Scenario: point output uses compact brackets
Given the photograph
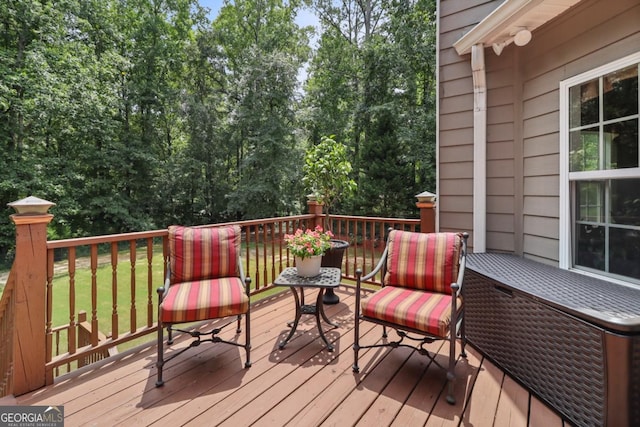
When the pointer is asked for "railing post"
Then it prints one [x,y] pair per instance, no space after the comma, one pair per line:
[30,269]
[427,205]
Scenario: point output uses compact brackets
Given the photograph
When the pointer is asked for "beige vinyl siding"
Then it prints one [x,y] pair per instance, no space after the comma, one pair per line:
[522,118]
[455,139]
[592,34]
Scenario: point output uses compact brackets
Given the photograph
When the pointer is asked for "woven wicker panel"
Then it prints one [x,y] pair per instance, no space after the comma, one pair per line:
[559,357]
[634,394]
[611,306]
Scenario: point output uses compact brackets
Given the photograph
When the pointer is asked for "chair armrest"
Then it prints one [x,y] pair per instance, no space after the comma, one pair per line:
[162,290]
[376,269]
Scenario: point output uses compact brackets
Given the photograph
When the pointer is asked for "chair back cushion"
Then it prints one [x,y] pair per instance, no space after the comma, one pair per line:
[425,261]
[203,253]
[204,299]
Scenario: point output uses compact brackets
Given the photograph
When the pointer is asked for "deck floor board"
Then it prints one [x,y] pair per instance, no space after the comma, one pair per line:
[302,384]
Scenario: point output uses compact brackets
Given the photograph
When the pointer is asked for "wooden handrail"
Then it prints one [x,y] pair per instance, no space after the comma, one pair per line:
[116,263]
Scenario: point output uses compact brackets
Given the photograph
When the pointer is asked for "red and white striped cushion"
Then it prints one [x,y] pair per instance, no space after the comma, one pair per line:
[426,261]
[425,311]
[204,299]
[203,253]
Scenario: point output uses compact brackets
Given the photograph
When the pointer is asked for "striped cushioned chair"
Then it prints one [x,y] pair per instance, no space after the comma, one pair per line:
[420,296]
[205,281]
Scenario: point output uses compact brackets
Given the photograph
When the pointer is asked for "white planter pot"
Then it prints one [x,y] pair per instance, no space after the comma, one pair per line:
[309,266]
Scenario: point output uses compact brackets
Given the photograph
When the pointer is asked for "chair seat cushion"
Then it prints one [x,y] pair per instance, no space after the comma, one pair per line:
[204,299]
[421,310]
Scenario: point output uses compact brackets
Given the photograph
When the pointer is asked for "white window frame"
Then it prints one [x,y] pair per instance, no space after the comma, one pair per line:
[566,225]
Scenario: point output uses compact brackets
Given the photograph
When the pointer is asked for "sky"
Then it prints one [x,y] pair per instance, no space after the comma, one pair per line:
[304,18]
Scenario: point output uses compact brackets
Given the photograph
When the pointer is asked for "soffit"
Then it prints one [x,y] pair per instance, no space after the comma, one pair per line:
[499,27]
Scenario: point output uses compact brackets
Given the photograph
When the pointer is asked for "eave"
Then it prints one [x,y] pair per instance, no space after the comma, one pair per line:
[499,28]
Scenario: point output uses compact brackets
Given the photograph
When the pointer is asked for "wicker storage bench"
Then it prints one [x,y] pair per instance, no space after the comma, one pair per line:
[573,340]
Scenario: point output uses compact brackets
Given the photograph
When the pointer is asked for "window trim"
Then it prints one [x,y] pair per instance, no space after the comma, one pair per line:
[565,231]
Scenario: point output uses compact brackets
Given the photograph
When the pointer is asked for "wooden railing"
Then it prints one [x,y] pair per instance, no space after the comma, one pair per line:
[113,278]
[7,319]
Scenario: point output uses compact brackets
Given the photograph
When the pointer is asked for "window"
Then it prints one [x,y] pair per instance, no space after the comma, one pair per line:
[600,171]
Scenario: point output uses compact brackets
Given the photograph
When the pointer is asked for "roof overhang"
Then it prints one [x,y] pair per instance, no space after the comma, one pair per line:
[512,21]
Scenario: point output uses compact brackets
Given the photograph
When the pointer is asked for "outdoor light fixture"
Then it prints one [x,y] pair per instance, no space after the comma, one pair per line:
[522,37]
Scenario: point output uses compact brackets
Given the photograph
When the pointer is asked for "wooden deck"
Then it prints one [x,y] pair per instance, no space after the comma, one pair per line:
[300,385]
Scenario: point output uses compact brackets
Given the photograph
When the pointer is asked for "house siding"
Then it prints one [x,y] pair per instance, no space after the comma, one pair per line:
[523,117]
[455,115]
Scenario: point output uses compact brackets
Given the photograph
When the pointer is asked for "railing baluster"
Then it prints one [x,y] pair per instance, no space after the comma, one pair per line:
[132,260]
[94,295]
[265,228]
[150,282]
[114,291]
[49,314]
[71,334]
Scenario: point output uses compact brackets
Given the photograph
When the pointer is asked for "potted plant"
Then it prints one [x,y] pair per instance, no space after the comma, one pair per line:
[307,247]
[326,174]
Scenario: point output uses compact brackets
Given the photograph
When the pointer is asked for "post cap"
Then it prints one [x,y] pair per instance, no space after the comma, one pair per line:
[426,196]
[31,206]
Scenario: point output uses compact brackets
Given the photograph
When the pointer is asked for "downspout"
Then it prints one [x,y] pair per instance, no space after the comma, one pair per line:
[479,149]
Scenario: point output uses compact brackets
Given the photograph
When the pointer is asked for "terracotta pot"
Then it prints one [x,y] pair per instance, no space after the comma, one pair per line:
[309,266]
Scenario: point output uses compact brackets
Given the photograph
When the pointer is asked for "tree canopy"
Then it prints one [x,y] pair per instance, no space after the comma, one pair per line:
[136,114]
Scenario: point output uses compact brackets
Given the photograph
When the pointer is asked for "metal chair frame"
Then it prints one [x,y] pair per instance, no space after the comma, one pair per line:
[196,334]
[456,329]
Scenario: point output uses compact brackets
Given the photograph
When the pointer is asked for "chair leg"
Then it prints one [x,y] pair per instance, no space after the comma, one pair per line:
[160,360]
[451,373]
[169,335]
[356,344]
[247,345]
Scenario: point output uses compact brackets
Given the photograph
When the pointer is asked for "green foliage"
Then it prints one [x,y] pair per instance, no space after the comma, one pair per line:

⁂

# Objective
Pull out every line of the entries above that contains the string "striped", matching case exactly.

# Exercise answer
When the pointer is asked for "red and white striped cushion"
When the pointer is asked for "striped cushioned chair"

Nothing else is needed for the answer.